### MATERIAL FOR THIS EXERCISE:
=== Section Start ===
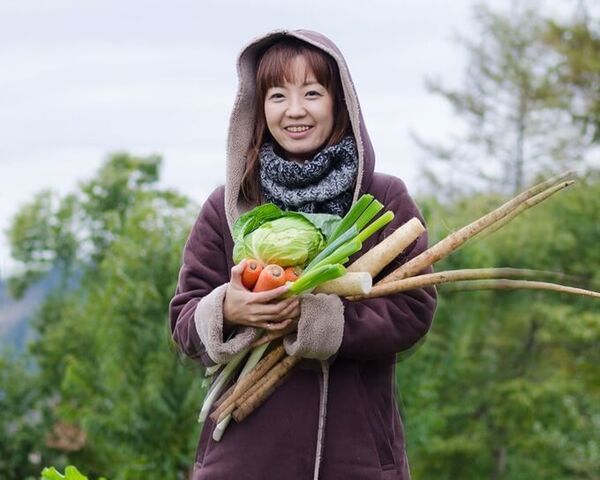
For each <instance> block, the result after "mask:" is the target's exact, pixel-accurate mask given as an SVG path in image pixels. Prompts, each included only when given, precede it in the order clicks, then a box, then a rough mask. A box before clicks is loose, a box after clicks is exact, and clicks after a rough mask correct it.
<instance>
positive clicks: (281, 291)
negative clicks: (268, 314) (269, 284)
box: [253, 285, 290, 303]
mask: <svg viewBox="0 0 600 480" xmlns="http://www.w3.org/2000/svg"><path fill="white" fill-rule="evenodd" d="M289 289H290V287H289V285H282V286H281V287H277V288H274V289H273V290H267V291H265V292H258V293H255V294H254V295H253V296H254V301H255V302H256V303H267V302H270V301H272V300H275V299H276V298H279V297H281V296H282V295H283V294H284V293H285V292H287V291H288V290H289Z"/></svg>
=== Section End ===
### WHAT THE TASK ASKS:
Can you output every line of the rows above as a Markdown table with an Index column for the line's number and a Content column for the line itself, leaving out blank lines and the pictures?

### EXERCISE SOLUTION:
| Index | Content |
|---|---|
| 1 | For each <instance> block, the result after "mask:" is the target's exact, pixel-accurate mask given as an SVG path in image pixels. Prompts, each included only when given, precede it in the order clicks, then a box, then a rough mask. A box before clicks is loose, a box after clicks is exact, and clicks after a rough mask correct it. |
| 2 | <instance> |
| 3 | positive clicks: (281, 291) |
| 4 | negative clicks: (268, 314) (269, 284) |
| 5 | box: [253, 285, 290, 303] |
| 6 | mask: <svg viewBox="0 0 600 480" xmlns="http://www.w3.org/2000/svg"><path fill="white" fill-rule="evenodd" d="M289 289H290V287H289V285H282V286H281V287H277V288H274V289H273V290H267V291H265V292H258V293H255V294H254V295H253V296H254V301H255V302H256V303H267V302H270V301H272V300H275V299H276V298H279V297H281V296H282V295H283V294H284V293H285V292H287V291H288V290H289Z"/></svg> |